Ava Miller riding Allie, assisted by horse handler Diana VanVliet. /MICHELLE WHITEAWAY

BY BRIAN LAWRENCE
I Love Creston Editor

When Creston’s Therapeutic Riding Program puts out the call for donations to its annual Art Trot, the community responds quickly.

“Things will just start appearing,” says program director Michelle Whiteaway. “It’s like Christmas in January. … Every year, somebody seems to be cleaning out, and we get a donation that we base the whole show on.”

The event, which runs March 3 and 4, started as a simple art auction, held at a former downtown gallery and conceived by local financial advisor Kerry Ross.

“He basically donated all the art to the auction,” says Whiteaway.

Art Trot has expanded from 28 items the first year to over 100, including quilts, gift certificates and small furniture, and is now held in the Erickson Room at the Creston and District Community Complex.

For the past two years, a birdhouse decorating competition, a collaboration with the Creston and District Society for Community Living (CDSCL) wood shop, has been popular, with 85 entries in 2017. With help of Comfort Welding, Speedy Glass and Home Hardware Building Centre, this year’s contest features more complex birdfeeders.

····················

▶ [WHAT YOU WILL DO]
1 - In the Art Trot article, where is the event held now?
2 - Does each statement agree with the Art Trot article? Answer yes or no and quote the deciding words. (a) The first Art Trot had 28 items. (b) The birdhouse decorating competition drew 100 entries in 2017. (c) Kerry Ross, who conceived the event, is a local gallery owner.
3 - Transcribe the Art Trot article from "Art Trot has" to "more complex birdfeeders.".
Rely only on the Art Trot article.

····················

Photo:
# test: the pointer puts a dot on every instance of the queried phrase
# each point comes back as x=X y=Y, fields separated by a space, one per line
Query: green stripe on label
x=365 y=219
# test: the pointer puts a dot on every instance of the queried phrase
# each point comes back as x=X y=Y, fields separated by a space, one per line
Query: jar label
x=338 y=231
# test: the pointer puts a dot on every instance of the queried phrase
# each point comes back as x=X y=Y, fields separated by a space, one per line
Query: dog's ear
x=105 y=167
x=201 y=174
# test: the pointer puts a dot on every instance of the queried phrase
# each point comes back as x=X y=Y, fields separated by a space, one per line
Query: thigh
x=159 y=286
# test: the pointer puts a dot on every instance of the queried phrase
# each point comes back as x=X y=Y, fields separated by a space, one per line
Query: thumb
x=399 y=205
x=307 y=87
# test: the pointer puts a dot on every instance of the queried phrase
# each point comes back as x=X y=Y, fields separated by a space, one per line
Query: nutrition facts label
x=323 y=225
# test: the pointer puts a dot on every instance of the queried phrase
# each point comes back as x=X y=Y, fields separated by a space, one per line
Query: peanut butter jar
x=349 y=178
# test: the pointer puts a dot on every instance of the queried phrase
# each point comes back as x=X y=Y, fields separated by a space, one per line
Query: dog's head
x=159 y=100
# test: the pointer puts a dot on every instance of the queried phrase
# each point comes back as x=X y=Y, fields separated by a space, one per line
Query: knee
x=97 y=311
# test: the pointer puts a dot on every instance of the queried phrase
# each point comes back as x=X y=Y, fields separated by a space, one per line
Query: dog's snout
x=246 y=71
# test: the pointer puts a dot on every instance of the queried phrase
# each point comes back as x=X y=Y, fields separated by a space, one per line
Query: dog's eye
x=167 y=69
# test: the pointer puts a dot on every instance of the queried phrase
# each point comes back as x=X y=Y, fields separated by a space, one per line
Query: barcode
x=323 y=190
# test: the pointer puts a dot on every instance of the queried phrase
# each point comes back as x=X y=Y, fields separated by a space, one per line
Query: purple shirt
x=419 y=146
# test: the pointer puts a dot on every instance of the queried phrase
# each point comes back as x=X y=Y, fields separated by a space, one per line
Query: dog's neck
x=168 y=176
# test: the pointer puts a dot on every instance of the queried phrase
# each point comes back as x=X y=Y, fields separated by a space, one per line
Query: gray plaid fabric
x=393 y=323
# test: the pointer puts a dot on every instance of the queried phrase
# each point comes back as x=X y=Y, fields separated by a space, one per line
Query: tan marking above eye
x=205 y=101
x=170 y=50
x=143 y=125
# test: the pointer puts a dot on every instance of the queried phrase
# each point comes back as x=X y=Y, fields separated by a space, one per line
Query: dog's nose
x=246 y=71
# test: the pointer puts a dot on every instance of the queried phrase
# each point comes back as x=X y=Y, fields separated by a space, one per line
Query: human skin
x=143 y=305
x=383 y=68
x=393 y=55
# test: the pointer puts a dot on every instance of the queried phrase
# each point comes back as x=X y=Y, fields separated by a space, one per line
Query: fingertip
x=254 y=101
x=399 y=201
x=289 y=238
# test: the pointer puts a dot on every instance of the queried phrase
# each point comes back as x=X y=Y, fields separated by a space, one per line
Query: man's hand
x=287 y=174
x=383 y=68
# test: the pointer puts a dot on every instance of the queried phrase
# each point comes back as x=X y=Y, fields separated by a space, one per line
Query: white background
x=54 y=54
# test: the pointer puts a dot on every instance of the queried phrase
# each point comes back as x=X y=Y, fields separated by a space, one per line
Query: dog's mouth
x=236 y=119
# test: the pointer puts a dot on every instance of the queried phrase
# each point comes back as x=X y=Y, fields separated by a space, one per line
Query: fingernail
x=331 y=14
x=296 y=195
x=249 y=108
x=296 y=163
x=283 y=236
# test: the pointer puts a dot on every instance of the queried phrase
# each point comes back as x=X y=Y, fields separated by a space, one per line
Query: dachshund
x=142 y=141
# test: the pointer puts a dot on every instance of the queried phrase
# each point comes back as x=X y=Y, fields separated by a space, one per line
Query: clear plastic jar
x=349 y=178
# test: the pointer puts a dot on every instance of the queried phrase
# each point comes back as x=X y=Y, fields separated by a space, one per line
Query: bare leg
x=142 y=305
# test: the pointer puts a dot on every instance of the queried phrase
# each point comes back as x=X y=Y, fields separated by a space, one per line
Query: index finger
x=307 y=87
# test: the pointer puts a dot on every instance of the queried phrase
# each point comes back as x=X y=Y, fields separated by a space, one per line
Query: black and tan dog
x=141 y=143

····················

▶ [WRITTEN ANSWERS]
1 - In the Erickson Room at the Creston and District Community Complex.

2 -
(a) Yes: "Art Trot has expanded from 28 items the first year to over 100"
(b) No: "with 85 entries in 2017"
(c) No: "conceived by local financial advisor Kerry Ross"

3 -
Art Trot has expanded from 28 items the first year to over 100, including quilts, gift certificates and small furniture, and is now held in the Erickson Room at the Creston and District Community Complex.

For the past two years, a birdhouse decorating competition, a collaboration with the Creston and District Society for Community Living (CDSCL) wood shop, has been popular, with 85 entries in 2017. With help of Comfort Welding, Speedy Glass and Home Hardware Building Centre, this year’s contest features more complex birdfeeders.